● BRIEF 1
Please locate every line in the entries that contains the word "stone", matching case exactly, and copy each of those lines.

### PASSAGE SHOWN ###

# Determine sample size using reversed goodness of fit

I am asked to work on a specific problem in which I have to calculate certain expenditures for an industry, consisting of a population of about 400 companies. Although I already suggested to conduct a survey including all companies, I am asked to take a sample (preferable a small one, max N=30). Furthermore, the population can be divided in nine strata, and I should take this into account (so 30 observations in total, divided over 9 strata).

The variable I am collecting from the companies are expenditures on clean up operations, and are measured as continuous variable (in currency units). We want to calculate the abolute total expenditures for the entire industry based on the sample companies.

The sample I am asked to take seems too small to make a good estimate, so I am looking for a way to justify taking a small sample and still have a rather accurate estimate (best estimate under suboptimal project conditions, so to say). I am not very certain on how to proceed here, but I tried a few methods. I have some population data, one variable should correlate (at least, in theory) with the expenditures I am looking for. My question is: do these methods make sense? Is one better than the other? Are there better methods?

Method 1:

Use the formula N = (Z * SD / E)^2 for each strata (using SD of the variable that should correlate with expenditure) and tweak E so that N becomes about 30. This led me to have an E which I calculated as (0,2 * mean of stratum). In other words, in order to have a sample that fits the project's budget, we have to put up with a margin of error that is 20% of the stratum mean. Seems a bit steep.

Method 2:

I put a goodness of fit test in reverse, and used a couple of population variables to calculate the minimum proportion of the population I need in order to stay within the critical value limit. There are 2 x 5 strata, of which 1 is empty, so there are (2-1)(5-1) = 4 degrees of freedom. The critical value for 4 degrees of freedom (p = 0.05) is 9.49. In order words: I made a small model that calculates a 'hypothethical' chi2 value for several variables, assuming a certain proportion of the population is sampled. Lucky (I guess?) for me, N=30 falls within the critical value limit of 9.49. This takes the distribution of observations over the different samples into account: it calculates per sample what proportion of the population in each sample should be in order to stay within the critical value limit.

I don't like either of them, but I am in a bit of a pickle here due to project budgets and what not. Any help will be gladly received!

• Sorry. Voting to put this on hold as 'unclear what you're asking', pending clarifications: There are 9 strata. Are you allowed to sample 30 from each stratum (up to 270 out of 400)? Or a total of 30? // What info would you collect on each company sampled? // How is expenditure measured? Hi/Med/Lo or in dollars (or euros or pounds)? // What do you mean by 'critical value limit'? Aug 2, 2019 at 20:27
• Thank you for your reply and question for clarification. I updated the question and added clarifications on all your points. I hope it is more clear now. If any questions remain, I will gladly answer them. Aug 3, 2019 at 12:10

The problem is not so much to determine a sample size--that is specified as $$30$$--as it is to allocate the sampling budget to the strata. Let's solve this problem from first principles--the same ones used to develop the standard sample size formulas.

###

● BRIEF 2
Echo the sample size thread word for word, starting with "The variable I" and going on through "the sample companies.".

### EXTRACTED RECORDS ###

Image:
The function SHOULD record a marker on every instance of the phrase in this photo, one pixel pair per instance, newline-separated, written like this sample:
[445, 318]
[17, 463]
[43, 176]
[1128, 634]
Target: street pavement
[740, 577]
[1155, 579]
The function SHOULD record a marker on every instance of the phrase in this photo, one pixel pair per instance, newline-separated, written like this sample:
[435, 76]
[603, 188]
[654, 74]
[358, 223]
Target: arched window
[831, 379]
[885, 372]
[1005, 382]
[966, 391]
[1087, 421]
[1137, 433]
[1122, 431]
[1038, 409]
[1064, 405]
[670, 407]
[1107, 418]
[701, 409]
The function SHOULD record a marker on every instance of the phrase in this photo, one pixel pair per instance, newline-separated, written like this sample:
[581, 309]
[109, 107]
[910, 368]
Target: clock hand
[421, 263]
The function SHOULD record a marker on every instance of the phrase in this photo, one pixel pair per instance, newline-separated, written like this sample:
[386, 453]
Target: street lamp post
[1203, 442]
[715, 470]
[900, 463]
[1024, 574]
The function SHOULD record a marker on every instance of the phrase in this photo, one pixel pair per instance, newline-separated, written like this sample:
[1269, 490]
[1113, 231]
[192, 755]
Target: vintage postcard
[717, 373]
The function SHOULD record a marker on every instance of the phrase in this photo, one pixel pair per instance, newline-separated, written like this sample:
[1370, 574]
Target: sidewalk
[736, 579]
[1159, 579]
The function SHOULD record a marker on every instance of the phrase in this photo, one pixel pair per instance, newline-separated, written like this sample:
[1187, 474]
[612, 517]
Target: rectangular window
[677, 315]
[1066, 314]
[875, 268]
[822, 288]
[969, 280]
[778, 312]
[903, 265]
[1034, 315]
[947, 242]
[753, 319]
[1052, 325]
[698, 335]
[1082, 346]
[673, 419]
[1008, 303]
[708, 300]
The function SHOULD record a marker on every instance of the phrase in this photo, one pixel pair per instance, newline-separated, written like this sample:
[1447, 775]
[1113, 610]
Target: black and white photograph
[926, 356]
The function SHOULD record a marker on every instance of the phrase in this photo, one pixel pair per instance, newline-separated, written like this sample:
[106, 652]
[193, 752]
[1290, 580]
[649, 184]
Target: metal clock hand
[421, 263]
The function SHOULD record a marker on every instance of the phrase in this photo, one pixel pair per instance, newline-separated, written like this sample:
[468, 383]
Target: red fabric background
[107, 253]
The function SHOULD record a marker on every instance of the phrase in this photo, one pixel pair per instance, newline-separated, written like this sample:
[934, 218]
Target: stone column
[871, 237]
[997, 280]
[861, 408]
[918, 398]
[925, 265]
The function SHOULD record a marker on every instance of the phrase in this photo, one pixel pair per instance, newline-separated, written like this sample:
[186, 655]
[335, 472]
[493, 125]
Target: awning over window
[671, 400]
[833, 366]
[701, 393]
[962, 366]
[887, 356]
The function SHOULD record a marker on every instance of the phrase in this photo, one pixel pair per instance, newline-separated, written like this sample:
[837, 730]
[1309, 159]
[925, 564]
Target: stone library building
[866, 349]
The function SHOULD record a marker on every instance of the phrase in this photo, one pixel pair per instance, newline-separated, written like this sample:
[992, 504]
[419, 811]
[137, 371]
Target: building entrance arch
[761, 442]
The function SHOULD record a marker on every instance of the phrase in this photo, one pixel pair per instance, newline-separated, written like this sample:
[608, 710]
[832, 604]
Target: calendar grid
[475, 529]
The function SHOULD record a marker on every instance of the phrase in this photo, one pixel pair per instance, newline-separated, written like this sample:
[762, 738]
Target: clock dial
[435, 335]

###

● RESPONSE 1
Target: stone column
Target: stone library building

● RESPONSE 2
The variable I am collecting from the companies are expenditures on clean up operations, and are measured as continuous variable (in currency units). We want to calculate the abolute total expenditures for the entire industry based on the sample companies.